Work task A: In the Michi text, how many tests did the agent write in the first experiment?
Work task B: Please reproduce word for word the part of the Michi text that begins at the words "The Problem Michi" and ends after "of the schema.".

Excerpted text:
___

The Problem Michi Solves

The agent grades its own homework

Here’s what happened in the first michi (dark factory) experiment: the agent wrote code across nine milestones. It wrote 221 tests. All tests passed. Zero failures.

Then a human ran the code for real. Two bugs.

Bug 1: The agent added a new service type (claude-code) in a CLI scanner, but didn’t add it to the Zod validation enum in a downstream API package. Unit tests passed because they were mocked — they validated the agent’s code against the agent’s understanding of the schema.

Bug 2: A source field was hardcoded to chat-extension in a shared service. When the CLI scanner submitted data, bookmarks appeared with the wrong source. Same pattern — a new caller, a downstream assumption about a single caller.

Both were one-line fixes. Neither was hard. But they illustrate a systemic problem: tests written by the agent validate the agent’s implementation against the agent’s understanding. This is circular. Adding more tests doesn’t break the circle — it just makes it a bigger circle.

A single real API call — not mocked, not dry-run — would have caught both bugs immediately.

Why CLAUDE.md isn’t enough

CLAUDE.md is important. It tells the agent your conventions, your preferences, your project structure. But rules without enforcement degrade.

After the first milestone’s unit tests passed, the agent declared the work complete. The human pushed back: “this is an MVP for using a dark software factory, please continue till M1 is complete.” The agent then found five gaps it had skipped: database indexes, integration tests, doc accuracy issues, an outdated plan doc, and a missing auth test scenario.

The agent’s definition of “done” was “code written + tests pass.” The human’s definition was “all verification scenarios covered + docs updated + manual check completed.”

CLAUDE.md can say “run all verification before claiming done.” But in an 8-hour session, under context compaction, the agent’s incentive is to finish — not to re-read the rules and check each one. Structure enforces what rules suggest.

The human’s role changes

Michi doesn’t eliminate the human. It changes the role from writer to editor, from driver to navigator.

Analysis of the first experiment revealed five categories of human intervention, ranked by value:

Course corrections — single-sentence redirections that saved entire cycles. “Use the 100 most recent by bookmark date” prevented loading 4,898 documents. “Continue till M1 is complete” caught five gaps.
Process direction — setting autonomy level, communication channels, review checkpoints. The instructions for the autonomous phase worked because scope, process, escalation path, and review were all explicit in one message.
External knowledge — pointing to tools and resources outside the agent’s search scope. A conversation exporter in a sibling repo solved exactly the problem the agent was building from scratch. The agent never looked outside its workspace.

___

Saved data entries
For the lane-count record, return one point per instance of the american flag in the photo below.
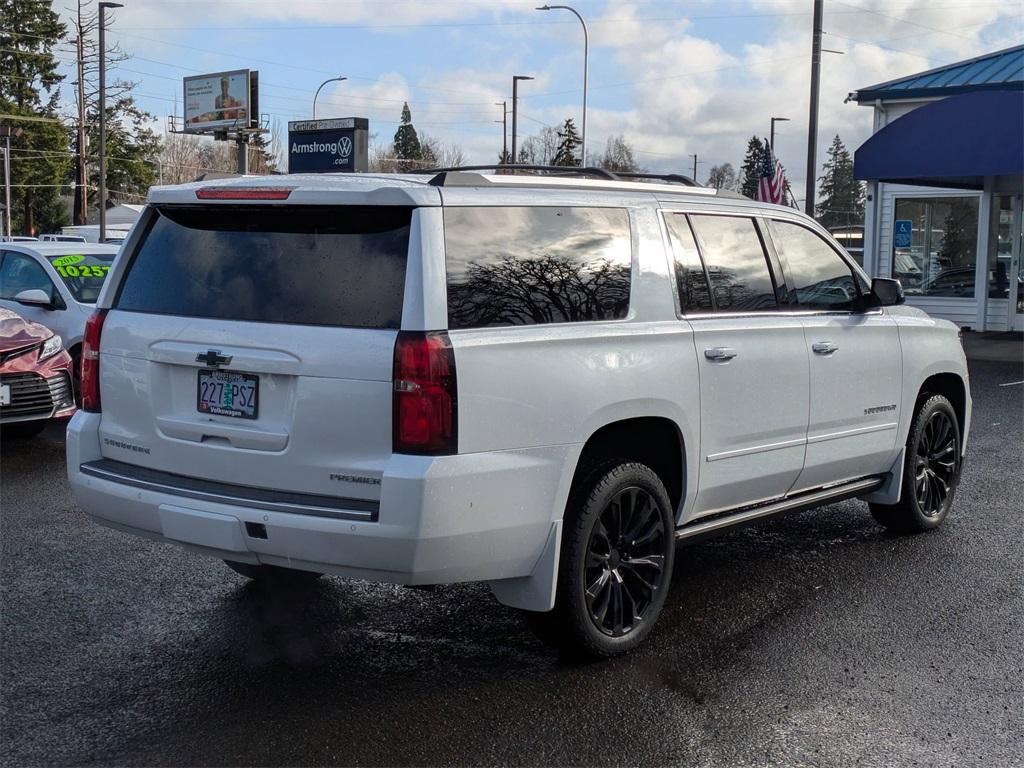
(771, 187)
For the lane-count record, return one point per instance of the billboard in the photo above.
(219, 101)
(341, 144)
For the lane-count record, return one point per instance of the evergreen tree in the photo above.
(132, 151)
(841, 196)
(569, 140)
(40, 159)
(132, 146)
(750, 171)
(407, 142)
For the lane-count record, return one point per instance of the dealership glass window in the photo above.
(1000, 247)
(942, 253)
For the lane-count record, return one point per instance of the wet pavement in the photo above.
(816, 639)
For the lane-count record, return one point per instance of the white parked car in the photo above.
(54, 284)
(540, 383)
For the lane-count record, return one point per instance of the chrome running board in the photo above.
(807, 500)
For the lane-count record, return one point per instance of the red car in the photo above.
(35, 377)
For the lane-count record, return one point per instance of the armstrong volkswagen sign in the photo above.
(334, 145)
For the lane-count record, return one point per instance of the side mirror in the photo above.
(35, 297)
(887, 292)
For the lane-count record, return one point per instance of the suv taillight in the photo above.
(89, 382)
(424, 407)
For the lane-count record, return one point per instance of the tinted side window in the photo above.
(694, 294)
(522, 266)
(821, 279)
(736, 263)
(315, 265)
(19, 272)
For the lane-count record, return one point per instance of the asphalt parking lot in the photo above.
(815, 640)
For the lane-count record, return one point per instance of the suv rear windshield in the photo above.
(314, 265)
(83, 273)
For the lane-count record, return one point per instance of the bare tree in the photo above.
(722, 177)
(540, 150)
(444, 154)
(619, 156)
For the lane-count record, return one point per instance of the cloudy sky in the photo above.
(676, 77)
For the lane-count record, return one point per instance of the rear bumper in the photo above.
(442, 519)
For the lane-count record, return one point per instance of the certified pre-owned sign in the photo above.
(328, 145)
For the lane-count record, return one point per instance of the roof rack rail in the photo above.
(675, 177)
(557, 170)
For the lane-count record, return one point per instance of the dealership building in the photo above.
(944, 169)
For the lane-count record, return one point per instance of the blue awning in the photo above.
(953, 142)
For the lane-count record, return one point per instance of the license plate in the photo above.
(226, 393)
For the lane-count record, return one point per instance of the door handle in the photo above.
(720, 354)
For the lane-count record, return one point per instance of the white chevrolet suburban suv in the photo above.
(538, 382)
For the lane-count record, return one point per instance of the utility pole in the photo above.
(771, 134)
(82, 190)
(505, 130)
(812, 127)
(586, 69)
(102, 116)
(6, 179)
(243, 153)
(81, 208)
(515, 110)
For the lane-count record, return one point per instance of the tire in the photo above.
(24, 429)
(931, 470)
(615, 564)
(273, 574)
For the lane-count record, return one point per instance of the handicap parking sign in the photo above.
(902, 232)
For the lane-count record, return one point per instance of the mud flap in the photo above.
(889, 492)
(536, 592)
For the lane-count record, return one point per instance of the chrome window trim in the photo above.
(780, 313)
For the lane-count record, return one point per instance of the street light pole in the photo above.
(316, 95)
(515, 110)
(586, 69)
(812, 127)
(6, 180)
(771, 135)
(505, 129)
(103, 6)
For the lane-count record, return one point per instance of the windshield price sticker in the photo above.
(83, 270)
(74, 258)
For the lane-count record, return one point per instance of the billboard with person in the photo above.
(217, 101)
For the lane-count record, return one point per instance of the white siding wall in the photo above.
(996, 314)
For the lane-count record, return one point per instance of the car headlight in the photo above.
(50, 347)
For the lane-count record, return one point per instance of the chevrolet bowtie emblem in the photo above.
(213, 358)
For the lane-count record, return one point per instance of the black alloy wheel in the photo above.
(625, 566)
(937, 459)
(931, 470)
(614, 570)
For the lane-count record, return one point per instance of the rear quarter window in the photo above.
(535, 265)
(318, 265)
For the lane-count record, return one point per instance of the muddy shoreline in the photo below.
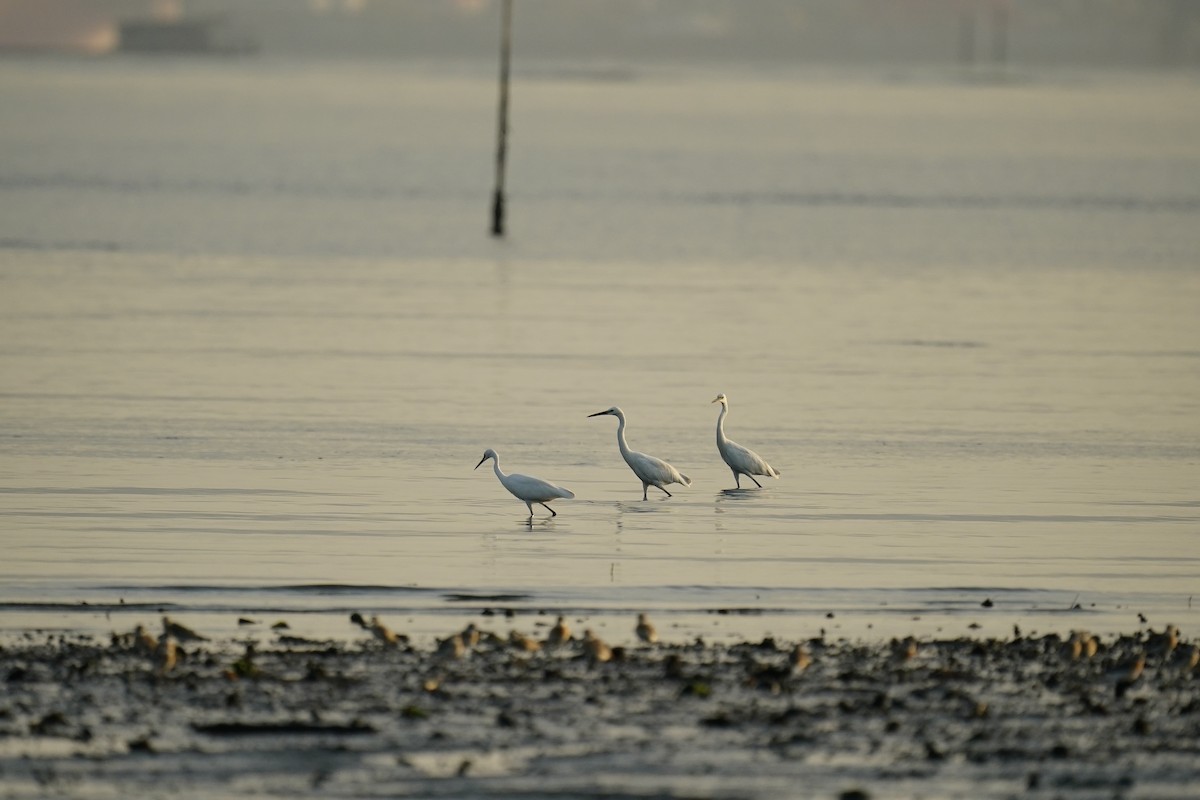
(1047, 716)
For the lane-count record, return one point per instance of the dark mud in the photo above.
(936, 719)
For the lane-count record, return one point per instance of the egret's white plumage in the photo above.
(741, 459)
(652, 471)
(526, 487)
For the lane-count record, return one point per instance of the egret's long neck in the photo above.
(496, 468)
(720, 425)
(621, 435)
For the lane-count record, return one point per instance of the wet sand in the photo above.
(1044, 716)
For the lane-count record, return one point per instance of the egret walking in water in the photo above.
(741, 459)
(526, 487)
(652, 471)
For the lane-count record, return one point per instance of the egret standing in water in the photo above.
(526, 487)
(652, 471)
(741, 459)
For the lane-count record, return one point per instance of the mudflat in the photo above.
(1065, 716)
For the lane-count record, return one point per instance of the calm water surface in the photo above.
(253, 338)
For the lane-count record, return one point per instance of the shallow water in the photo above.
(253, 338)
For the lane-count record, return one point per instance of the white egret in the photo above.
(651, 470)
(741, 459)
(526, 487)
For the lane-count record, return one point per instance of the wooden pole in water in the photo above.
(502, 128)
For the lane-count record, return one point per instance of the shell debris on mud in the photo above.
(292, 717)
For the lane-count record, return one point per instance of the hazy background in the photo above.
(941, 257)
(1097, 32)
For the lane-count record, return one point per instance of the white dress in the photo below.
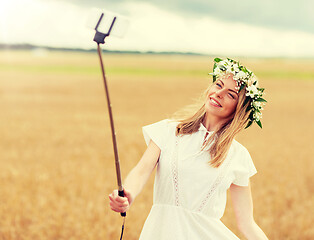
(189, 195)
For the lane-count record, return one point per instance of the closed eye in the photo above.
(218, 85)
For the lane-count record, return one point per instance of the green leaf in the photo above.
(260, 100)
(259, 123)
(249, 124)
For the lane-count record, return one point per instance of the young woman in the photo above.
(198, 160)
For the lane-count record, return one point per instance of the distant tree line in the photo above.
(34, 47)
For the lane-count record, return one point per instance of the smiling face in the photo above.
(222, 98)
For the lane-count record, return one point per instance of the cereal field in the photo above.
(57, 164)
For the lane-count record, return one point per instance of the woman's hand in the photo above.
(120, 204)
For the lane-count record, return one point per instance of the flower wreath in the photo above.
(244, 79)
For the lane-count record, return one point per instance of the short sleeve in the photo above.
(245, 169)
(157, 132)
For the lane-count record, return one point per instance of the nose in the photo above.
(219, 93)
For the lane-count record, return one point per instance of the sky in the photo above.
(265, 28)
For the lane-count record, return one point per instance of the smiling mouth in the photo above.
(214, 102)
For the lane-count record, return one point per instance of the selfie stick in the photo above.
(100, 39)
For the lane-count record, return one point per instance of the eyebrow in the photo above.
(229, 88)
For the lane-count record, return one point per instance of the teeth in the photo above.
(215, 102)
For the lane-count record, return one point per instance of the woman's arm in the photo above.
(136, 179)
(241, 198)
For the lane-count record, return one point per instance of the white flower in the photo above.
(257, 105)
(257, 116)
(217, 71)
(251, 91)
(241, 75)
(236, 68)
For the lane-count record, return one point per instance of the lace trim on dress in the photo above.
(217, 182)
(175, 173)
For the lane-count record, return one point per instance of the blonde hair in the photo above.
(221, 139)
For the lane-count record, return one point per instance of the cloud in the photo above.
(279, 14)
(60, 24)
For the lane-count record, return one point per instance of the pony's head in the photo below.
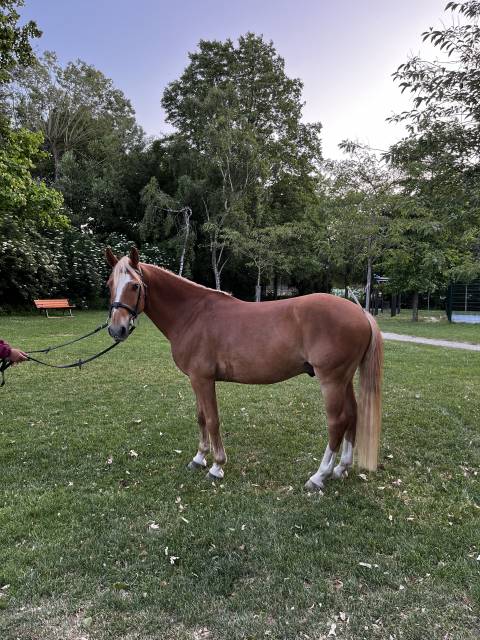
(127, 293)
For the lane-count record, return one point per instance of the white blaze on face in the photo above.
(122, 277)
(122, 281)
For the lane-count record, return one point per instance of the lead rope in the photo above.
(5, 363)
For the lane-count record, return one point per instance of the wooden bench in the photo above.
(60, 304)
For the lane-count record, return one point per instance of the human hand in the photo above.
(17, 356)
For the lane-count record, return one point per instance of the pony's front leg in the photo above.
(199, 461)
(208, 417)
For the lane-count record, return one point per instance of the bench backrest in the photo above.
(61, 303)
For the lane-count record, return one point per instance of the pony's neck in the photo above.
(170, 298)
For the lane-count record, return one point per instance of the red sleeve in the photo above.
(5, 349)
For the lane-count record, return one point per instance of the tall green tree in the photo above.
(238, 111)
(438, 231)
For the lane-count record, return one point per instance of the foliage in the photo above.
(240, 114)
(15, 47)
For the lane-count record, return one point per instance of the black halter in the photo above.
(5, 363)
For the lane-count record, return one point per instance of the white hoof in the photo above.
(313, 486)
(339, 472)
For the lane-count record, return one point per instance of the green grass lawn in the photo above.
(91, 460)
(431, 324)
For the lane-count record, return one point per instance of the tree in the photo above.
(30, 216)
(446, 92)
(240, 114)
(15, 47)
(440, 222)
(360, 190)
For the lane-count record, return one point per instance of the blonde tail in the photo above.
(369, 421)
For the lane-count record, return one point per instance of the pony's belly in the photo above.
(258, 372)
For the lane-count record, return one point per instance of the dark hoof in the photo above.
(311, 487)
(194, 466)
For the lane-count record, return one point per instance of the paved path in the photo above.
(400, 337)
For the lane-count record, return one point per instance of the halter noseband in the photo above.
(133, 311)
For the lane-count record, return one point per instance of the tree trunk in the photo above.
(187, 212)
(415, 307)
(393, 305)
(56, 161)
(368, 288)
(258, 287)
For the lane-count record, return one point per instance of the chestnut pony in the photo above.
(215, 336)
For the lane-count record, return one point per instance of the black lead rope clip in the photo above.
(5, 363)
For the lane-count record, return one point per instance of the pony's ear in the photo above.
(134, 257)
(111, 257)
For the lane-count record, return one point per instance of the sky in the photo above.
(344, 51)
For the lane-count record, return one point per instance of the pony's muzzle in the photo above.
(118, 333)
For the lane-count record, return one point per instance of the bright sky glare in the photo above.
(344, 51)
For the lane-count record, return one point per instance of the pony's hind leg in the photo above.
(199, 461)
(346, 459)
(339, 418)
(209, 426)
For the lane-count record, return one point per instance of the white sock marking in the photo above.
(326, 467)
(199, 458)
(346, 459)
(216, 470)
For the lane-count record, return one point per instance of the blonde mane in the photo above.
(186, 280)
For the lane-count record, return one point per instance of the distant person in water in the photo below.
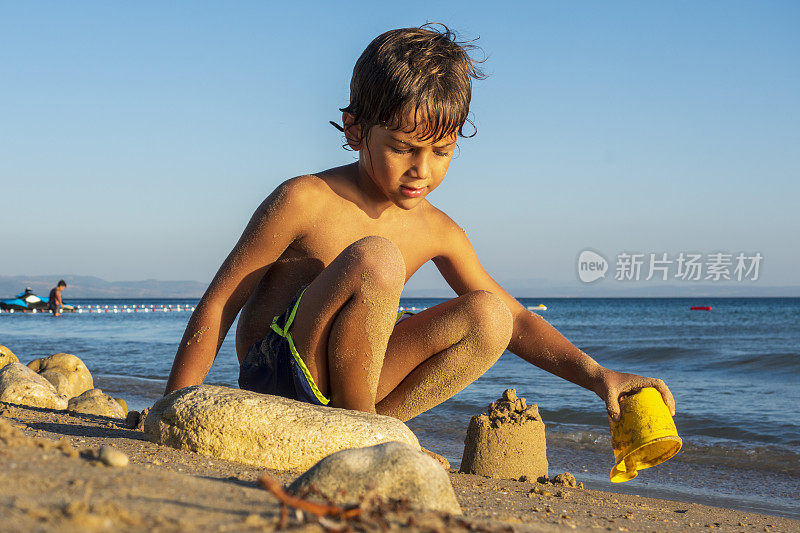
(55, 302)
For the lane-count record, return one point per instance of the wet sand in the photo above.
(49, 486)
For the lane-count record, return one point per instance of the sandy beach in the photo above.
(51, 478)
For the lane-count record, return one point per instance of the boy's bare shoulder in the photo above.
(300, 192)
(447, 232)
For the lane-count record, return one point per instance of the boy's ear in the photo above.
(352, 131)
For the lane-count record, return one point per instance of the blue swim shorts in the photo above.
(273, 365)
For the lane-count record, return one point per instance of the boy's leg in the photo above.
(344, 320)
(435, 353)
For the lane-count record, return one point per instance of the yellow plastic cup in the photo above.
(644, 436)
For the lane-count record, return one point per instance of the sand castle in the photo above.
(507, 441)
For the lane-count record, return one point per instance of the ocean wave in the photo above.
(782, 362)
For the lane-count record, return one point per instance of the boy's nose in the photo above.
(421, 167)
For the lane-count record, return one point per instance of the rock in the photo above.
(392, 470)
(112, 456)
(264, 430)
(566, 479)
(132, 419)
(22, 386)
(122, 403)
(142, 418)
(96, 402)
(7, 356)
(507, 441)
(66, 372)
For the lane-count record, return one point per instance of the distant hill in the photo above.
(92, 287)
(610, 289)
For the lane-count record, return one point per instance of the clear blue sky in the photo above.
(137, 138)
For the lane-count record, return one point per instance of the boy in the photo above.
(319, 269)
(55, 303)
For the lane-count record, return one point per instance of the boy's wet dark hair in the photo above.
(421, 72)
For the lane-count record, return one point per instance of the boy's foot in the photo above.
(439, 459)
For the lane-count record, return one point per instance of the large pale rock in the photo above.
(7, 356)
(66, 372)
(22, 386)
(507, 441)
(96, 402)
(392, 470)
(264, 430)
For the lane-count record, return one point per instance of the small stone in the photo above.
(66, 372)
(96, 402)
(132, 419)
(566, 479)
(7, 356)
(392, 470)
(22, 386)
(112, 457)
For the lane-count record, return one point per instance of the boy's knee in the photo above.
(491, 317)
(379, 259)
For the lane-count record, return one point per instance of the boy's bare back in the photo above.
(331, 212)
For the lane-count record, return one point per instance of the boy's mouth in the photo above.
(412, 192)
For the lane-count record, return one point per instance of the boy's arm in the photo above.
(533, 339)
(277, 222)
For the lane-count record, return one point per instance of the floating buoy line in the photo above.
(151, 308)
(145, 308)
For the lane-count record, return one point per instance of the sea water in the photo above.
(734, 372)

___

Expected answer A: 221

Expected answer B:
The Problem Michi Solves

The agent grades its own homework

Here’s what happened in the first michi (dark factory) experiment: the agent wrote code across nine milestones. It wrote 221 tests. All tests passed. Zero failures.

Then a human ran the code for real. Two bugs.

Bug 1: The agent added a new service type (claude-code) in a CLI scanner, but didn’t add it to the Zod validation enum in a downstream API package. Unit tests passed because they were mocked — they validated the agent’s code against the agent’s understanding of the schema.